What the exercise asks: Output only the lines that run from the one with "Category: grass lawn" to the final line of the material, exactly as they are written.

Start of Available records

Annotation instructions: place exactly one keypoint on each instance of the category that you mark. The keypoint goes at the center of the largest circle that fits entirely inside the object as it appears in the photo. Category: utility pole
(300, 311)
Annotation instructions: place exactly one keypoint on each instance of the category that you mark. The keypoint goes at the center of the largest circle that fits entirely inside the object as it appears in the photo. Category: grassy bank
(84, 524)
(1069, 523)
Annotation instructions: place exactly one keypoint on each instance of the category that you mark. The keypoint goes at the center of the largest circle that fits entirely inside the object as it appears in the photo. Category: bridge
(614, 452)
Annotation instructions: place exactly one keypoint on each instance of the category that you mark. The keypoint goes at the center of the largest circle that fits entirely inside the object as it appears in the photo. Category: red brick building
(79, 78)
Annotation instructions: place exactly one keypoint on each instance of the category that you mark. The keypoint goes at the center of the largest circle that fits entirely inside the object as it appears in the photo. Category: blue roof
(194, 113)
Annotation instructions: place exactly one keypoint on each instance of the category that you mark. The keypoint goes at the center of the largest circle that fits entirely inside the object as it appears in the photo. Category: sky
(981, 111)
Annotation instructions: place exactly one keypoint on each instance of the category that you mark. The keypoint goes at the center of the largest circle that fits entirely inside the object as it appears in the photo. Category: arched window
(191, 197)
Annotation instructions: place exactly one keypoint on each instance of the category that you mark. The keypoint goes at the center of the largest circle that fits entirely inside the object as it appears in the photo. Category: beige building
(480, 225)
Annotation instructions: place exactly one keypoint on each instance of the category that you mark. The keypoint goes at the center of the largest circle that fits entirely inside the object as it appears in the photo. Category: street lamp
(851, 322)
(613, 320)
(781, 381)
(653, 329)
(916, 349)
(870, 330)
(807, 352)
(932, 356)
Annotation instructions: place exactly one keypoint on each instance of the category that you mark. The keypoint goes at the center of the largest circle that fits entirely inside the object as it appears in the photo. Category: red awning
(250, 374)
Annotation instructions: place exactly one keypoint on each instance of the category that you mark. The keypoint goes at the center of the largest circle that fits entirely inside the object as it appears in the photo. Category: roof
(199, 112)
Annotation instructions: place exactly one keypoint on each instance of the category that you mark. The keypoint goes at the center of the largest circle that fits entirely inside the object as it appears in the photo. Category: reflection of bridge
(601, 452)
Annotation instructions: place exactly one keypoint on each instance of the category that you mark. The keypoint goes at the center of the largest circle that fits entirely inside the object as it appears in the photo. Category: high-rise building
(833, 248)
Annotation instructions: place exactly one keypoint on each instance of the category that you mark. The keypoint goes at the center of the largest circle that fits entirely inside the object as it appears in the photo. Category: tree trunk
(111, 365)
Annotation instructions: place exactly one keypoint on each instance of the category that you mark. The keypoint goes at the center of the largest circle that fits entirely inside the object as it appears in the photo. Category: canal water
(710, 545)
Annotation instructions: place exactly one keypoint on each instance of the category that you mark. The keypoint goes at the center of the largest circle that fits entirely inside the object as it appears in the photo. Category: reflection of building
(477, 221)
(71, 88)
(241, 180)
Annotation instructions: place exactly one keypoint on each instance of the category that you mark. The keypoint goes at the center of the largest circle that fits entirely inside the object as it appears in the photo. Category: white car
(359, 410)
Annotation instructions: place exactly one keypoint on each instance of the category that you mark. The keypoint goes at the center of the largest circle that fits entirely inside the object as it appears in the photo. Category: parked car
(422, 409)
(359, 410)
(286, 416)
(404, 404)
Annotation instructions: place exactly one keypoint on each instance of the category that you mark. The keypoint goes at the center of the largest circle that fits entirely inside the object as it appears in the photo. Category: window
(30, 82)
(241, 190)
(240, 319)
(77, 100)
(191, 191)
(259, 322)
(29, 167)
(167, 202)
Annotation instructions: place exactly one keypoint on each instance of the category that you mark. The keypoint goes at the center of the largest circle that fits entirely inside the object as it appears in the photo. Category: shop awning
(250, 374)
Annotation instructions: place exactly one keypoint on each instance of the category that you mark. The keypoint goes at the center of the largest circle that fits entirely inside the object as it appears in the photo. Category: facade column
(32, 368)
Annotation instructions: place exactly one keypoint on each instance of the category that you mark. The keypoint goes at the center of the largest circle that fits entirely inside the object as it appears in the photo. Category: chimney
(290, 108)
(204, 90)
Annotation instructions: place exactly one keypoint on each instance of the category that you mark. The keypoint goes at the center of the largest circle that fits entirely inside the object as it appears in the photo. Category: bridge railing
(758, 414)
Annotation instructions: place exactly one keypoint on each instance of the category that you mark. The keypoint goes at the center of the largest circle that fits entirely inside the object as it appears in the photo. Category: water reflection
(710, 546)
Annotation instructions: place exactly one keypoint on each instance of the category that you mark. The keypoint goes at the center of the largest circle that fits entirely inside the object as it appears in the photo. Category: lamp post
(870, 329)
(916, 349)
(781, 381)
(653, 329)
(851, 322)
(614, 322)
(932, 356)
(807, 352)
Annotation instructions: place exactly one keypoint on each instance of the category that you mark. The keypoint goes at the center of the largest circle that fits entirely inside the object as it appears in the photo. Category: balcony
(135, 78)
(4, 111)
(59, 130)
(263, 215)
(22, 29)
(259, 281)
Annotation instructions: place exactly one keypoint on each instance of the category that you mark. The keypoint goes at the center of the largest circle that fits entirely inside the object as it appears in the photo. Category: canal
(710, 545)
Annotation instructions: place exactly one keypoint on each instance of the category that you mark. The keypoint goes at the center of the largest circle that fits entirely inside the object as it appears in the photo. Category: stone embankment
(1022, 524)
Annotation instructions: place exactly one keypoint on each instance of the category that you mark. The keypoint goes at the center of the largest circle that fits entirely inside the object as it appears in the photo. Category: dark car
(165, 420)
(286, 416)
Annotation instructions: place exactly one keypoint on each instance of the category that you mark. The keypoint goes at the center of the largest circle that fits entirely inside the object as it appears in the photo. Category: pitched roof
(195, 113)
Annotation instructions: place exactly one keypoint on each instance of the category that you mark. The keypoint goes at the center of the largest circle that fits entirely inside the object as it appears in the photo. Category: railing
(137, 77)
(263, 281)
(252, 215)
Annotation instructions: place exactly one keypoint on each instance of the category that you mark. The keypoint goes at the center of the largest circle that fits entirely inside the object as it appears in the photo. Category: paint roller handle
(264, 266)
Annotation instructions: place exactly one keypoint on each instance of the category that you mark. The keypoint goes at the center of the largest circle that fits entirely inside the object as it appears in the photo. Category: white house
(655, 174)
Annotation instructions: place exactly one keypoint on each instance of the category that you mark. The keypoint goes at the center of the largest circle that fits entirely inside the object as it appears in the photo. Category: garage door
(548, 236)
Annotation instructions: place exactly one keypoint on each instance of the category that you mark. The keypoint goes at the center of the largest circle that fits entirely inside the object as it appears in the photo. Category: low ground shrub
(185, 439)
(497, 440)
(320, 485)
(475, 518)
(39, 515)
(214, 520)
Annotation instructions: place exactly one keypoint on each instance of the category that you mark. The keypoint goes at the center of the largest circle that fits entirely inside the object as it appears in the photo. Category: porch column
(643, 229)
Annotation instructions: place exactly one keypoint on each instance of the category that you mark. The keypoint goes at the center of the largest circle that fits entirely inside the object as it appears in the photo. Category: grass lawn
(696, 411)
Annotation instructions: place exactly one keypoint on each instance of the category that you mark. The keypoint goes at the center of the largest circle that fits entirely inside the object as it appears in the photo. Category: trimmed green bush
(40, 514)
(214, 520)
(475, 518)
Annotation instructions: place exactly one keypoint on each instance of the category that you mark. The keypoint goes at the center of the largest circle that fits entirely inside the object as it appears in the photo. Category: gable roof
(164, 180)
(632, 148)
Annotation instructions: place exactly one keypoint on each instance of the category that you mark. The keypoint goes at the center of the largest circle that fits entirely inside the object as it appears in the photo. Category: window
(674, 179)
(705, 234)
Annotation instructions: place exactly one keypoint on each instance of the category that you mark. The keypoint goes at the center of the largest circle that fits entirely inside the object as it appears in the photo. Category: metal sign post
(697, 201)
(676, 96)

End of Available records

Finished task:
Annotation instructions: place exactly one keypoint on each instance of the category that you mark. The keypoint goes at the center of the largest circle that fits entirely inside the object as it appears in the photo. Category: grass lawn
(696, 411)
Annotation instructions: place exactly one keypoint on each instance of the category that you mark. The keypoint goes at the center of the largest circle that fits entirely inside the object as it appears in the photo. Category: trimmed green bush
(40, 514)
(214, 520)
(475, 518)
Annotation instructions: place exactly one keypoint on each instance of the category that you mark. The keypoint goes at the center of the largest circle that fits entirely inside the object as it appears in the photo. Category: gable roof
(164, 180)
(632, 148)
Annotation instructions: place exactly one keypoint on each instance of the category that you mark. The keypoint goes at the center of the largest circle that fits entirely inside the object as it appears in the photo. Category: window
(674, 179)
(705, 234)
Annotation instructions: place exactly one keypoint on each instance of the category that you mark. The keypoint goes at the center of the largest circle that fits entirely inside the object as it appears in the photo. Category: metal sign post
(697, 201)
(676, 96)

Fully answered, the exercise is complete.